'''

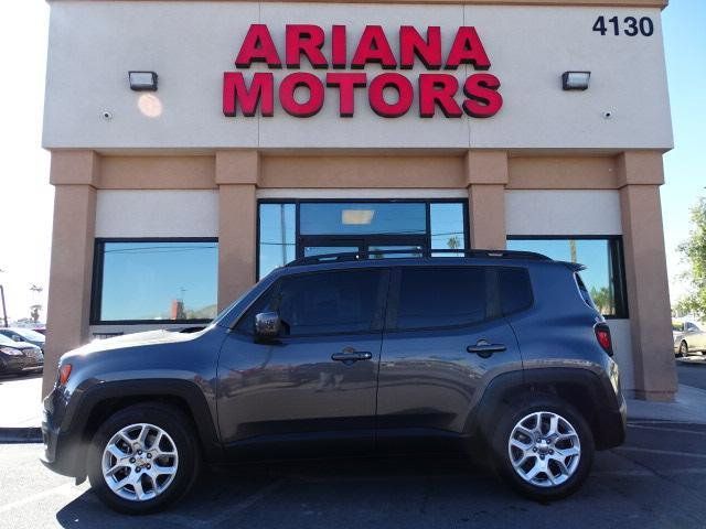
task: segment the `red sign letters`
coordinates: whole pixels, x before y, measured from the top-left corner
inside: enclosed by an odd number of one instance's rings
[[[288,24],[282,55],[268,26],[252,24],[235,58],[237,68],[263,63],[269,68],[297,69],[306,60],[314,69],[353,72],[327,72],[323,76],[293,72],[285,75],[278,87],[270,72],[254,73],[249,79],[240,72],[225,72],[223,114],[237,116],[239,111],[243,116],[256,116],[259,110],[260,116],[274,116],[277,91],[279,104],[287,114],[308,118],[323,108],[327,97],[338,93],[339,114],[349,118],[355,114],[355,90],[364,88],[367,88],[371,108],[384,118],[406,115],[415,102],[415,93],[421,118],[432,118],[437,109],[447,118],[460,118],[464,112],[473,118],[489,118],[501,109],[500,80],[489,73],[473,73],[462,79],[462,86],[453,73],[422,73],[417,76],[415,90],[413,79],[402,73],[370,75],[354,72],[364,69],[367,64],[378,64],[386,71],[411,69],[416,61],[427,71],[456,71],[466,64],[474,71],[486,71],[491,66],[472,26],[458,29],[446,56],[439,26],[427,28],[426,36],[422,36],[415,28],[403,25],[398,39],[397,56],[381,25],[365,26],[356,45],[349,48],[344,25],[333,25],[327,42],[327,33],[319,25]],[[349,52],[352,52],[350,62]],[[464,96],[461,101],[457,99],[459,95]]]

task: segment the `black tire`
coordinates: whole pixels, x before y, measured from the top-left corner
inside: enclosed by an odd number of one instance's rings
[[[103,453],[108,442],[124,428],[142,423],[158,427],[171,438],[178,454],[176,472],[171,483],[156,497],[126,499],[114,493],[106,483],[101,468]],[[111,509],[128,515],[163,510],[189,492],[201,469],[201,451],[194,436],[193,423],[178,408],[157,402],[135,404],[117,411],[94,435],[88,450],[87,469],[93,490]],[[136,471],[126,472],[131,474]]]
[[[570,477],[558,485],[541,486],[525,481],[515,471],[511,461],[509,450],[510,436],[515,425],[518,424],[523,418],[535,412],[547,412],[560,415],[568,421],[578,434],[580,443],[578,464]],[[511,403],[500,418],[491,435],[490,445],[493,455],[493,465],[499,476],[523,496],[537,501],[560,499],[574,494],[588,477],[596,451],[593,435],[586,419],[568,402],[553,396],[534,396]],[[546,457],[549,456],[547,455]],[[536,461],[538,462],[538,460]],[[531,463],[532,460],[528,460],[528,464]],[[556,465],[556,463],[553,463],[553,465]],[[544,474],[544,476],[548,477],[546,474]],[[547,483],[546,479],[543,481],[545,484]]]
[[[676,356],[678,358],[686,358],[688,356],[688,344],[686,343],[686,341],[683,339],[680,344],[680,350]]]

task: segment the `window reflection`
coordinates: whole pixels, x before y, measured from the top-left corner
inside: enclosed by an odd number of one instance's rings
[[[297,245],[295,204],[260,204],[259,277],[295,259]]]
[[[463,204],[431,203],[429,205],[432,250],[464,250],[466,230]],[[437,256],[463,257],[463,252],[435,253]]]
[[[216,241],[99,242],[98,320],[212,320],[216,314]]]
[[[424,203],[303,203],[302,235],[406,234],[427,230]]]
[[[513,237],[507,240],[507,249],[536,251],[555,260],[585,264],[581,279],[598,310],[606,316],[625,317],[620,239]]]

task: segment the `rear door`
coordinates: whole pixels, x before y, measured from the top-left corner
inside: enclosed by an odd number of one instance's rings
[[[448,266],[395,271],[377,392],[381,439],[397,429],[461,432],[484,379],[522,368],[501,316],[498,273]]]

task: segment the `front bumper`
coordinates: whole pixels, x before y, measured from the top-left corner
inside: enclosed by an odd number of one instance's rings
[[[86,475],[86,449],[81,435],[62,432],[53,413],[55,391],[44,399],[42,415],[42,442],[44,453],[40,461],[51,471],[63,476],[83,478]]]

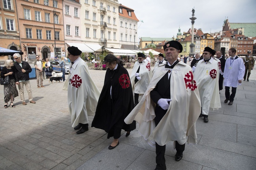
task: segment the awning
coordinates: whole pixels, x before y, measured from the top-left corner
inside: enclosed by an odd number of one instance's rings
[[[23,54],[23,52],[21,52],[18,51],[13,50],[7,48],[0,47],[0,56],[4,56],[4,55],[12,55],[15,53],[18,53],[20,55]]]
[[[82,52],[93,53],[94,50],[86,46],[84,43],[76,43],[74,42],[66,42],[69,46],[74,46],[78,48]]]

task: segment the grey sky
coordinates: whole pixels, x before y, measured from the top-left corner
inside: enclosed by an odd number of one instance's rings
[[[176,37],[191,28],[192,8],[195,6],[194,28],[204,33],[222,30],[225,17],[230,22],[256,23],[256,0],[118,0],[119,3],[133,9],[139,20],[139,37]],[[256,28],[255,28],[256,31]]]

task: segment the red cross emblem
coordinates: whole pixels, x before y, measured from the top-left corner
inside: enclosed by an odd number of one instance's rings
[[[219,67],[219,70],[221,70],[221,62],[218,62],[218,66]]]
[[[216,79],[217,76],[217,71],[215,69],[213,69],[210,71],[210,76],[212,79]]]
[[[192,91],[194,91],[197,88],[196,81],[194,80],[194,76],[192,71],[187,73],[184,78],[186,88],[188,87]]]
[[[150,71],[150,64],[149,63],[148,63],[147,64],[147,65],[146,66],[146,67],[148,69],[148,71]]]
[[[127,74],[123,74],[119,77],[119,83],[123,88],[126,88],[130,87],[131,82]]]
[[[71,79],[70,83],[72,84],[72,86],[78,88],[82,84],[82,79],[80,76],[75,74]]]

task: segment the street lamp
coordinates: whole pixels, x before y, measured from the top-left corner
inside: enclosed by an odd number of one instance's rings
[[[57,16],[56,14],[56,10],[53,10],[53,33],[54,34],[54,54],[56,55],[56,37],[55,35],[55,20],[54,20],[54,16]],[[54,56],[55,57],[55,55]]]

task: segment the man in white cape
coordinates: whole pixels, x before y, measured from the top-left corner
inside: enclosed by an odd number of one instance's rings
[[[143,95],[147,90],[152,75],[150,63],[144,60],[145,55],[139,53],[138,61],[135,62],[130,75],[132,91],[134,93],[134,106],[139,103],[139,96]]]
[[[68,104],[72,127],[80,130],[76,133],[81,134],[88,130],[88,116],[95,114],[100,93],[85,62],[79,57],[82,51],[73,46],[68,48],[68,51],[71,62],[68,78]]]
[[[230,56],[227,59],[224,69],[224,82],[225,86],[225,103],[228,103],[229,105],[233,104],[234,98],[236,96],[237,86],[242,83],[242,80],[244,75],[245,67],[243,59],[237,56],[237,50],[231,48],[228,50],[228,54]],[[230,94],[230,87],[232,87],[232,93]]]
[[[133,120],[139,122],[142,139],[155,144],[156,169],[166,169],[165,153],[168,142],[174,141],[176,161],[182,158],[186,136],[188,144],[196,144],[195,124],[200,110],[191,68],[178,60],[182,45],[173,40],[163,48],[168,62],[155,69],[141,100],[125,119],[127,124]]]
[[[210,108],[214,110],[221,107],[218,86],[218,63],[219,61],[214,60],[213,56],[215,53],[215,50],[210,47],[204,48],[203,53],[203,58],[198,62],[194,72],[195,79],[200,94],[202,107],[199,117],[203,117],[203,121],[205,123],[209,121]]]

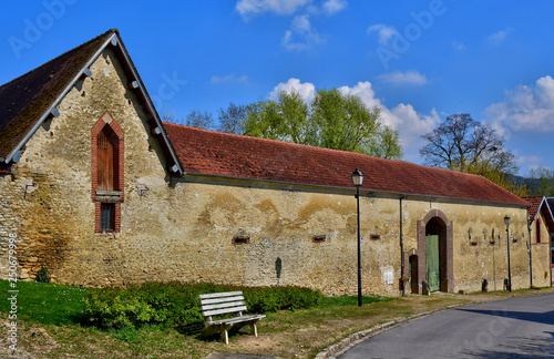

'''

** Stated exercise **
Reproduce every line from the one holding "task: segment the man in white cape" through the end of the items, inclusive, adding 98 to each coordinate in the polygon outlines and copying all other lines unchanged. Leave the pictures out.

** Exercise answer **
task: segment the man in white cape
coordinates: whole pixels, x before y, measured from the top-left corner
inside: enclosed by an odd number of one instance's rings
[[[241,193],[245,188],[250,173],[248,161],[242,158],[243,153],[237,151],[236,159],[233,160],[228,173],[230,189],[232,191],[232,204],[237,201],[237,194]]]
[[[166,202],[170,225],[178,228],[174,231],[179,232],[186,228],[186,214],[193,212],[198,191],[183,160],[177,155],[180,149],[171,144],[166,146],[166,149],[169,160],[166,176]]]
[[[328,154],[325,157],[322,167],[322,180],[323,184],[323,201],[326,201],[327,203],[331,202],[332,196],[334,194],[335,184],[340,181],[340,178],[342,173],[343,165],[341,157],[335,154],[335,148],[329,146],[326,148],[326,152]],[[328,192],[328,185],[330,185],[330,191]]]
[[[231,218],[237,220],[240,237],[253,242],[254,267],[264,267],[263,251],[266,240],[272,239],[274,259],[280,256],[284,234],[286,242],[294,242],[293,222],[298,208],[289,166],[276,158],[280,143],[271,138],[261,146],[266,160],[253,167],[239,198],[223,217],[225,222]]]
[[[308,206],[312,208],[319,205],[316,184],[316,161],[317,159],[312,158],[311,154],[313,151],[313,148],[308,145],[302,146],[301,151],[301,156],[296,160],[292,170],[293,177],[298,192],[300,205],[297,215],[301,215],[301,219],[303,221],[307,219]]]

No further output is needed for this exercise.